__EXERCISE OBJECTIVE__: Each entry below should be printed exactly as given.

__DATA__:
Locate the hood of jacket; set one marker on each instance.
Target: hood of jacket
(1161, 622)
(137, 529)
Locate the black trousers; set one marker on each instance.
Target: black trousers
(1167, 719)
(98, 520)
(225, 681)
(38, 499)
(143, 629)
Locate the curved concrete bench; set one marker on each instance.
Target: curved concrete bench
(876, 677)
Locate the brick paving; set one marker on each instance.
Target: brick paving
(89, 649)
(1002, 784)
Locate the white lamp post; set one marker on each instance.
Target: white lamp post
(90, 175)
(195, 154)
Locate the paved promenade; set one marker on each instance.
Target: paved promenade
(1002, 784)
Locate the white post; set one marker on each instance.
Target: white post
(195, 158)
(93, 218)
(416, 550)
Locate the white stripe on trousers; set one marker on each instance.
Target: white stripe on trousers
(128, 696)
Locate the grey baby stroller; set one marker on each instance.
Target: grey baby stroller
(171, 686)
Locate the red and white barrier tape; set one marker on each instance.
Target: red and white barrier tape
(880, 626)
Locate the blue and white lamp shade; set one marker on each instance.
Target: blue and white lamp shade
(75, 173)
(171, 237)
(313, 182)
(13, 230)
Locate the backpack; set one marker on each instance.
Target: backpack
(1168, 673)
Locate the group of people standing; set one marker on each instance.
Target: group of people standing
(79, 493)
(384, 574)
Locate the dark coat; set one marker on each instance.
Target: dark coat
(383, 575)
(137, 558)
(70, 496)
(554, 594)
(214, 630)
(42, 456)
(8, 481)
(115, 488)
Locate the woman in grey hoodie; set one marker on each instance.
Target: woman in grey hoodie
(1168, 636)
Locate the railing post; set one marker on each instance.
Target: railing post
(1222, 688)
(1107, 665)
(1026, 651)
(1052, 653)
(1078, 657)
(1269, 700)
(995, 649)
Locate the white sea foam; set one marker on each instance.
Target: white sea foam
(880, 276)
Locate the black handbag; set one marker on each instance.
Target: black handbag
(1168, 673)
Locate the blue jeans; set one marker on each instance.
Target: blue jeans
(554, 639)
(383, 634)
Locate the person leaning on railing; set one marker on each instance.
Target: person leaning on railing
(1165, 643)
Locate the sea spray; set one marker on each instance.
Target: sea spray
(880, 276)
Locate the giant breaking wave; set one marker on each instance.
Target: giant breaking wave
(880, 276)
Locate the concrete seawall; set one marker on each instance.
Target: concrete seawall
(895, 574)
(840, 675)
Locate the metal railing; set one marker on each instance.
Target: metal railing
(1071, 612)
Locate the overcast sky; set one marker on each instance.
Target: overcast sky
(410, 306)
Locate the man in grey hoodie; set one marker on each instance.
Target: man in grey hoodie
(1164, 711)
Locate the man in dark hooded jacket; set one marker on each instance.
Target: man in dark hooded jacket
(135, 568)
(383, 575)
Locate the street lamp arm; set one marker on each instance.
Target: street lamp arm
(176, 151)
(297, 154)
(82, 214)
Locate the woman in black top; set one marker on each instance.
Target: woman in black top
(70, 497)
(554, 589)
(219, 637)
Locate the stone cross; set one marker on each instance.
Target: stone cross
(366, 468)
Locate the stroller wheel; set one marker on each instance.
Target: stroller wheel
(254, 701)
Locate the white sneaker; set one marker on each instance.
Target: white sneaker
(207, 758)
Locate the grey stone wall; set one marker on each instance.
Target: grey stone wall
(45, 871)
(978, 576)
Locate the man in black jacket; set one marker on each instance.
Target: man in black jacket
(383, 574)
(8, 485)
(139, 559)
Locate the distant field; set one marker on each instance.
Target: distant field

__SOLUTION FOR THIS PROBLEM__:
Locate the hood of jacket; set one marker on each instance.
Target: hood of jacket
(1161, 622)
(137, 529)
Locate the black trousers; set one marker on each instance.
Target: black trousers
(1167, 719)
(98, 520)
(225, 681)
(38, 499)
(143, 629)
Locate the curved concrete bench; set one marker on each instance.
Target: curved concrete bench
(876, 677)
Locate the brick paving; set one marker on each instance.
Target: brick paving
(89, 649)
(1002, 784)
Locate the white lamp post; set one marker on each instance.
Target: white lamp post
(90, 175)
(195, 154)
Locate the paved promenade; set one marker on each instance.
Target: paved promenade
(1002, 784)
Locate the white post; set one marker on each instance.
Target: white post
(195, 158)
(93, 218)
(416, 550)
Locate the white stripe on trousers; set one marker on each instance.
Target: white stripe on trousers
(128, 696)
Locate the grey baby stroller; set one marker on each instance.
Target: grey baby stroller
(171, 686)
Locate the red and white barrier tape; set one marker on each instance.
Target: red and white barrier tape
(880, 626)
Locate the blue and white lamp shade; set one marker on each instance.
Target: blue and white lamp shade
(75, 173)
(171, 237)
(313, 182)
(13, 230)
Locate the backpack; set one marker on each instance.
Target: backpack
(1168, 673)
Locate the group of people standing; set one marker on each instance.
Target: group of people standing
(79, 493)
(384, 574)
Locate the dark coat; set one marker on each instance.
Target: dark coat
(383, 575)
(137, 558)
(70, 496)
(554, 594)
(214, 630)
(42, 456)
(8, 481)
(115, 488)
Locate the woman in grey hoodie; set one marker on each instance.
Target: woman in grey hoodie
(1168, 636)
Locate the railing post; set one marker on each instance.
Target: railing post
(1222, 688)
(1107, 665)
(1026, 651)
(1052, 653)
(1078, 657)
(1269, 700)
(995, 649)
Locate the white sea foam; set one marker on each instance.
Target: white sea foam
(880, 276)
Locate the black handbag; set one marker on each instance.
Target: black handbag
(1168, 673)
Locate the blue jeans; set one marker on each instance.
Target: blue jeans
(554, 639)
(383, 634)
Locate the person leaning on railing; set one marker on each instance.
Target: person leaning on railing
(1165, 643)
Locate the sea spray; set one marker on each instance.
Target: sea spray
(880, 276)
Locate the giant breaking wave; set one marker on each instance.
Target: giant breaking wave
(880, 276)
Locate the concrete seawall; set one marker on each instance.
Target: concrete seawall
(895, 574)
(840, 675)
Locate the metal railing; set one marker on each instance.
Target: metal railing
(1071, 612)
Locate the overcast sky; set one marker on each instance.
Target: overcast sky
(410, 306)
Locate the man in grey hoodie; set one marker on each instance.
Target: man in grey hoodie
(1164, 711)
Locate the man in dark hooded jacket; set one marker on each instance.
Target: man in dark hooded jacket
(135, 568)
(383, 575)
Locate the street lamp arm; set one marker on each instance.
Target: street lamp arm
(176, 151)
(297, 154)
(82, 214)
Locate the woman in black top; set one marker on each instance.
Target: woman in black top
(70, 497)
(554, 589)
(219, 637)
Locate the stone cross; set one marker on each instance.
Target: stone cross
(366, 468)
Locate the stroller wheel; set one marker on each instance.
Target: stroller wheel
(254, 701)
Locate the white sneaker; set one marker on each instance.
Target: white sneaker
(207, 758)
Locate the grey stone wall; set one marker on each instance.
Target: grey stone wall
(45, 871)
(978, 576)
Locate the man in black jacket; set one marker on each instance.
Target: man in black jacket
(383, 574)
(8, 485)
(139, 559)
Locate the distant field; set one marker on each instance.
Target: distant field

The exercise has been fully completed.